Estimate Counterfactual Calibration Curve

Estimates the calibration curve of a prediction model under a hypothetical intervention where treatment is set to a specific level.

Usage

cf_calibration(
  predictions,
  outcomes,
  treatment,
  covariates,
  treatment_level = 0,
  estimator = c("dr", "ipw", "om"),
  propensity_model = NULL,
  outcome_model = NULL,
  smoother = c("loess", "binned"),
  n_bins = 10,
  span = 0.75,
  se_method = c("none", "bootstrap"),
  n_boot = 200,
  conf_level = 0.95,
  ps_trim = NULL,
  ...
)

Arguments

predictions

Numeric vector of model predictions.

outcomes

Numeric vector of observed outcomes.

treatment

Numeric vector of treatment indicators (0/1).

covariates

A matrix or data frame of baseline covariates (confounders).

treatment_level

The counterfactual treatment level (default: 0).

estimator

Character string specifying the estimator:

"naive": Naive estimator (biased)
"cl": Conditional loss estimator
"ipw": Inverse probability weighting estimator
"dr": Doubly robust estimator (default)

propensity_model

Optional fitted propensity score model. If NULL, a logistic regression model is fit using the covariates.

outcome_model

Optional fitted outcome model. If NULL, a regression model is fit using the covariates among treated/untreated. For binary outcomes, this should be a model for E[Y|X,A] (binomial family). For continuous outcomes, this should be a model for E[L|X,A] (gaussian family).

smoother

Smoothing method for the calibration curve:

"loess": Local polynomial regression (default)
"binned": Binned calibration

n_bins

Number of bins for binned calibration (default: 10).

span

Span parameter for LOESS smoothing (default: 0.75).

se_method

Method for standard error estimation:

"none": No standard errors (default, fastest)
"bootstrap": Bootstrap standard errors

n_boot

Number of bootstrap replications (default: 200).

conf_level

Confidence level for intervals (default: 0.95).

ps_trim

Propensity score trimming specification. Controls how extreme propensity scores are handled. Can be:

NULL (default): Uses absolute bounds c(0.01, 0.99)
"none": No trimming applied
"quantile": Quantile-based trimming with default c(0.01, 0.99)
"absolute": Explicit absolute bounds with default c(0.01, 0.99)

::::

--- INSTRUCTIONS ---
**1)** Output the stretch of the counterfactual calibration curve documentation from "Confidence level for" through "bounds with default c(0.01, 0.99)", word for word.
**2)** Go on with the counterfactual calibration curve documentation, starting right after its last line.

Object point labels
::::

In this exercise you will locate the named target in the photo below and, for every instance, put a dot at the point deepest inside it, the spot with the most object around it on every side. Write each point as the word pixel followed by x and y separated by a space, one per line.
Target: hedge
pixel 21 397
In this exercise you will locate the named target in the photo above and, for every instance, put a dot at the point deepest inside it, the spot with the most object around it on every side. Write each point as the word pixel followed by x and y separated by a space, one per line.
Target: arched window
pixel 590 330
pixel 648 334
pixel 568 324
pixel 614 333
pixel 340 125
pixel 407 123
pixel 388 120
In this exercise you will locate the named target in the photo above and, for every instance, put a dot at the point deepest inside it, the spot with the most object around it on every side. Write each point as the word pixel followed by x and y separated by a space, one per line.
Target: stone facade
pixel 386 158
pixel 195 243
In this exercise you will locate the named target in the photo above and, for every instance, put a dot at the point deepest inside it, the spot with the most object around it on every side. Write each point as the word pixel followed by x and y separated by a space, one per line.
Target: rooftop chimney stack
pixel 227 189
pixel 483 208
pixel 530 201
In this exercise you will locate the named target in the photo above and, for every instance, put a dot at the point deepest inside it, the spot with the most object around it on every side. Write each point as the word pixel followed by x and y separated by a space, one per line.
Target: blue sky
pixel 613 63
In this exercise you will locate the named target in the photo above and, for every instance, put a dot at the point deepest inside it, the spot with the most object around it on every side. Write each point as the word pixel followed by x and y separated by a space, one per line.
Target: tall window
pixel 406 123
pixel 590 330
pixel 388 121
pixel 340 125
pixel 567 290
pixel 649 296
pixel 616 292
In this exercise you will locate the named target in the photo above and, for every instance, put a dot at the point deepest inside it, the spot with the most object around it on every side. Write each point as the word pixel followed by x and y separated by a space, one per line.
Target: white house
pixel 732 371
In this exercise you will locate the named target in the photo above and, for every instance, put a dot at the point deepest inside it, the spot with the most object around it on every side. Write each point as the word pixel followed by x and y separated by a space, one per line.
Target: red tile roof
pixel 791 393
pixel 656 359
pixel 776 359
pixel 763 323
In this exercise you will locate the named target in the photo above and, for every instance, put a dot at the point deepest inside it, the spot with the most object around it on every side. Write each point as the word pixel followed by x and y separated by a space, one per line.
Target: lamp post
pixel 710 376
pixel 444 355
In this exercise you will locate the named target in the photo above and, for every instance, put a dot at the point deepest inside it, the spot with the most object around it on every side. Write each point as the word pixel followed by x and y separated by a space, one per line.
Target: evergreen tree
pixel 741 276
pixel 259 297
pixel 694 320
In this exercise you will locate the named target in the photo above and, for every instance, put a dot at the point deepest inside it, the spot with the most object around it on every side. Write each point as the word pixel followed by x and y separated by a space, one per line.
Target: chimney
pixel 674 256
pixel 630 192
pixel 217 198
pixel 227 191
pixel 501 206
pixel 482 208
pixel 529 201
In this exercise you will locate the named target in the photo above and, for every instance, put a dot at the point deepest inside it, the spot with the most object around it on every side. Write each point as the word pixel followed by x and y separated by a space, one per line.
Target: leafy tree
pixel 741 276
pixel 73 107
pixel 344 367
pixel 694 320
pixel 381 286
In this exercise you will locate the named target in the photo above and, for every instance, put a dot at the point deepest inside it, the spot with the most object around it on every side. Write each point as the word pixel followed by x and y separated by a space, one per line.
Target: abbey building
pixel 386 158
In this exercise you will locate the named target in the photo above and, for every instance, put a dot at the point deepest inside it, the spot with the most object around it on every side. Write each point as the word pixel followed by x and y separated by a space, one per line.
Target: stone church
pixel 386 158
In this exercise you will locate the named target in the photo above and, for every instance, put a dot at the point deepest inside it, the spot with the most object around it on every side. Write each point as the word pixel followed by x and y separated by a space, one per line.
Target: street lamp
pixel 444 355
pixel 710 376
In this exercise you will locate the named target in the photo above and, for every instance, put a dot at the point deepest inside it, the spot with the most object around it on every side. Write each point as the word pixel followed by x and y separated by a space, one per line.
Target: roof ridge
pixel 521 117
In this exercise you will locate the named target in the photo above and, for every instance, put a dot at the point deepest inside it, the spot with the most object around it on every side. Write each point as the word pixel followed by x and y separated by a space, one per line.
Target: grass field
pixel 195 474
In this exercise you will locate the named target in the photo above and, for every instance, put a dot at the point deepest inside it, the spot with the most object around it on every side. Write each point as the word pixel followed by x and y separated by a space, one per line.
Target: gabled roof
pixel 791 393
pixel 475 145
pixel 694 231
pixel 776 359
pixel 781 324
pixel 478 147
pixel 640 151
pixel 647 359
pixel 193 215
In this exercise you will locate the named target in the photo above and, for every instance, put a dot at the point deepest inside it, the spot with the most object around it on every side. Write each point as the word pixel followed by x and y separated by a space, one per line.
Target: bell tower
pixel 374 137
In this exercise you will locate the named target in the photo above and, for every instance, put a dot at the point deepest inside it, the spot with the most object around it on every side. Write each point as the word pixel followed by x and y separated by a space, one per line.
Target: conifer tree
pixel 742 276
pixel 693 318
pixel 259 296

::::

--- ANSWERS FOR THIS EXERCISE ---
**1)**
Confidence level for intervals (default: 0.95).

ps_trim

Propensity score trimming specification. Controls how extreme propensity scores are handled. Can be:

NULL (default): Uses absolute bounds c(0.01, 0.99)
"none": No trimming applied
"quantile": Quantile-based trimming with default c(0.01, 0.99)
"absolute": Explicit absolute bounds with default c(0.01, 0.99)

**2)**
A numeric vector of length 2: c(lower, upper) absolute bounds
A single numeric: Symmetric bounds c(x, 1-x)
A list with method ("absolute"/"quantile"/"none") and bounds

...

Additional arguments passed to internal functions.

Value

An object of class c("cf_calibration", "cf_performance") containing:

predicted: Vector of predicted probabilities
observed: Vector of smoothed observed probabilities
smoother: Smoothing method used
ici: Integrated calibration index
e50: Median absolute calibration error
e90: 90th percentile absolute calibration error
emax: Maximum absolute calibration error
se: List of standard errors (if se_method = "bootstrap")
ci_lower: List of lower CI bounds (if se_method = "bootstrap")
ci_upper: List of upper CI bounds (if se_method = "bootstrap")
boot_curves: Bootstrap calibration curves for CI bands (if se_method = "bootstrap")

Details

The counterfactual calibration curve estimates the relationship between predicted risk and observed risk under the counterfactual intervention.

The function implements three estimators:

IPW Estimator: Weights observations by the inverse probability of receiving the counterfactual treatment. Requires a correctly specified propensity score model.

Outcome Model (OM) Estimator: Uses the fitted outcome model \(E[Y | X, A=a]\) to estimate calibration over all observations. Requires a correctly specified outcome model.

Doubly Robust (DR) Estimator: Combines OM and IPW approaches. Consistent if either the propensity or outcome model is correctly specified.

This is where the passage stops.